» What you need to do:
Extend the forum post on simple linear regression exam questions, picking up right after its final line.

» Text excerpt:
━━━━━━━━━━━━━━━━

Simple Linear Regression Qs

Hi there, I am practicing exam questions where we are presented with minitab outputs and have to answer questions. I have attempted all the questions below but I am unsure if all of them are correct. Thanks in advance to whoever checks out my answers!

Sixteen male well-trained middle and long distance runners performed a 3 km time trial and a number of running tests in the laboratory where their v-4mM blood lactate marker was recorded (i.e. the running velocity achieved at a blood lactate concentration of 4mmol-1).

All the laboratory testing took place on a motorised treadmill while distance running performance was determined by 3 km time trials on an indoor 200m track.

The aim of the study was to investigate whether there is sufficient evidence of a dependency of 3 km running time on v-4mM in the population of male runners of interest in order to use their blood lactate markers to predict their 3km running time. A scatterplot (with line of best fit) is provided, as is output from a regression analysis carried out on these data.

i) What are the slope and intercept of the least-squares line?

Slope = -0.3729

Intercept = 15.822

ii) What is the correlation between v-4mM and 3km finishing time?

As v-4mM increases, 3km finishing time decreases.

iii) Based on the p-values presented, explain why there is evidence that v4mM is a significant predictor of 3km finishing?

As the p-values presented are less than 0.05, this means they are significant and we can reject the null hypothesis and conclude that v4mM is a significant predictor of 3km finishing time.

iv) Provide an interpretation of the R-sq statistic in terms of how useful is v4mM as a predictor of 3km finishing time.

The R-sq statistic measures the percentage of variability on the response variable that is explained by the regression. Here, the R-sq statistic is 85.72% which means over 85% of the variability in 3km time is explained by v4mM.

v) Provide an interpretation of the S statistic (highlighted in bold) in terms of using this model to predict 3km finishing time.

━━━━━━━━━━━━━━━━

(Entries from a pointing dataset)
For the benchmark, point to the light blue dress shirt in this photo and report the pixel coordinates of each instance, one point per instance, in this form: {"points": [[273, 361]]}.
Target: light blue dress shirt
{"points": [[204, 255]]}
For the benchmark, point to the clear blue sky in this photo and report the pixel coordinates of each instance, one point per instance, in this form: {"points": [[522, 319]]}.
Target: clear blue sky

━━━━━━━━━━━━━━━━

» Final answer:
The S statistic is the estimated standard deviation about the true regression line. This means that whatever the value of v-4mM, then the 3km time is likely to lie plus or minus twice the S statistic value about the fitted value of the 3km time of 15.822 – 0.3729 times the particular v-4mM.

vi) A particular athlete recorded a v-4mM of 17 in the lab prior to a 3km event. Use the output below to provide a range of predicted values for his likely finishing time.

15.822 – 0.3729(17) = 9.4827 mins

9.4827 +/- 2(0.291111) = 10.06, 8.9

vii) What are the assumptions underlying the model presented and do they look justified based on the residual plots provided?

  • The sample is representative of the population of interest and the subjects are independent. Independence is valid here as the response variable was measured separately for each subject.
  • The relationship between the mean response and the explanatory variable is linear in the population (Linearity assumption). This assumption can be checked by looking at the scatter plot and is valid because the overall pattern of the response across the different values of the explanatory resemble a linear pattern.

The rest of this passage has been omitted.